_EXERCISE INPUT_:
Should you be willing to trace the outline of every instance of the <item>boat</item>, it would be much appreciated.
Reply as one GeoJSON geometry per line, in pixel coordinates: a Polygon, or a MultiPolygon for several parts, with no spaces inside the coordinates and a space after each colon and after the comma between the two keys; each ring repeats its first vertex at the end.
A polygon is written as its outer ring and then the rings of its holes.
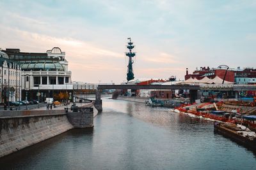
{"type": "Polygon", "coordinates": [[[214,122],[214,132],[230,138],[236,143],[256,150],[256,134],[239,124],[214,122]]]}

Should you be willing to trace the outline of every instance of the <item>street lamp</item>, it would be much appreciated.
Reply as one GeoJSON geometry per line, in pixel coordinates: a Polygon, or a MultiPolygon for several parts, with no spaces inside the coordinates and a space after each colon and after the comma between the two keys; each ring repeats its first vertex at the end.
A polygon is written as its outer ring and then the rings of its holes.
{"type": "Polygon", "coordinates": [[[224,66],[225,67],[227,68],[226,69],[226,72],[225,72],[225,75],[224,75],[224,78],[223,78],[223,81],[222,81],[222,84],[224,84],[224,81],[225,81],[225,78],[226,78],[226,75],[227,75],[227,72],[228,71],[228,69],[229,69],[229,67],[227,65],[220,65],[218,67],[218,68],[221,68],[223,66],[224,66]]]}
{"type": "Polygon", "coordinates": [[[26,110],[28,110],[28,89],[26,89],[26,110]]]}
{"type": "Polygon", "coordinates": [[[47,103],[48,106],[49,103],[50,103],[50,90],[48,90],[48,103],[47,103]]]}
{"type": "Polygon", "coordinates": [[[39,86],[40,85],[38,85],[38,92],[37,93],[37,99],[38,99],[38,103],[37,103],[37,108],[39,108],[39,96],[40,95],[40,92],[39,92],[39,86]]]}

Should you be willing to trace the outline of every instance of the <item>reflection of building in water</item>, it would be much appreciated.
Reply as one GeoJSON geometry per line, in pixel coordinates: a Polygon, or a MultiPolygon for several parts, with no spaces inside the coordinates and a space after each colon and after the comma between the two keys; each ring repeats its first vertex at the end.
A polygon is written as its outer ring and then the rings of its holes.
{"type": "Polygon", "coordinates": [[[9,57],[21,66],[22,96],[23,99],[40,100],[52,97],[60,92],[72,92],[71,71],[68,69],[68,62],[65,52],[54,47],[46,53],[20,52],[20,49],[6,48],[4,51],[9,57]]]}
{"type": "Polygon", "coordinates": [[[0,51],[0,103],[20,99],[20,66],[0,51]]]}

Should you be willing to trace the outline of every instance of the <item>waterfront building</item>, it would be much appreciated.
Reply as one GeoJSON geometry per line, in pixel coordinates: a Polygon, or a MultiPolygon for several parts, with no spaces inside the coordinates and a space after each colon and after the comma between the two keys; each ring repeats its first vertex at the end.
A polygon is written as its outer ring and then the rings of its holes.
{"type": "Polygon", "coordinates": [[[0,103],[20,100],[20,66],[0,51],[0,103]]]}
{"type": "Polygon", "coordinates": [[[14,48],[3,52],[21,66],[22,99],[42,101],[61,92],[72,92],[68,62],[60,48],[54,47],[46,53],[21,52],[14,48]]]}
{"type": "Polygon", "coordinates": [[[239,85],[256,84],[256,69],[250,67],[241,68],[228,68],[218,67],[218,68],[211,68],[209,67],[200,67],[197,68],[192,74],[188,73],[188,68],[185,75],[186,82],[193,83],[222,83],[225,78],[225,83],[234,83],[239,85]],[[226,73],[227,71],[227,73],[226,73]],[[209,80],[215,81],[209,81],[209,80]]]}

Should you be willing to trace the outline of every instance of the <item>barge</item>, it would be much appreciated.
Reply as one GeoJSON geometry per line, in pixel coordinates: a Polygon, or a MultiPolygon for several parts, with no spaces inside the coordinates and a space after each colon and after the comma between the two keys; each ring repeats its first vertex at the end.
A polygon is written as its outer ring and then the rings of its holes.
{"type": "Polygon", "coordinates": [[[256,136],[255,132],[244,126],[227,124],[214,122],[214,132],[230,138],[236,143],[256,150],[256,136]],[[243,127],[241,129],[241,127],[243,127]],[[244,129],[244,127],[246,129],[244,129]]]}

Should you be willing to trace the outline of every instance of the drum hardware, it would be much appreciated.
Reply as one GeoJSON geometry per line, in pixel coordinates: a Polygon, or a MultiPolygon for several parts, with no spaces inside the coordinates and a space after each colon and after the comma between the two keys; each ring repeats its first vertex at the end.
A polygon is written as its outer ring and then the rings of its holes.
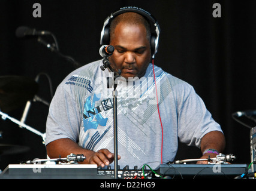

_SHORT PROBLEM_: Please select and copy every line of the data above that contains the word "instance". Case counts.

_RESPONSE FOR THIS EXERCISE_:
Should you be willing to trace the outline of every instance of the <item>boat</item>, it would be much appreciated.
Should you be willing to trace the outline of every instance of the <item>street lamp</item>, it would be much appreciated.
Should you be willing to trace the outline of every instance of the <item>reflection of building in water</item>, it would be much appreciated.
Should you be willing to trace the outline of every instance of the <item>waterfront building</item>, it would be much appreciated.
Should you be willing to trace the outline of every instance of the <item>barge</item>, it would be much appreciated.
Should you be willing to trace the outline of every instance of the drum hardware, it would be much appreciated.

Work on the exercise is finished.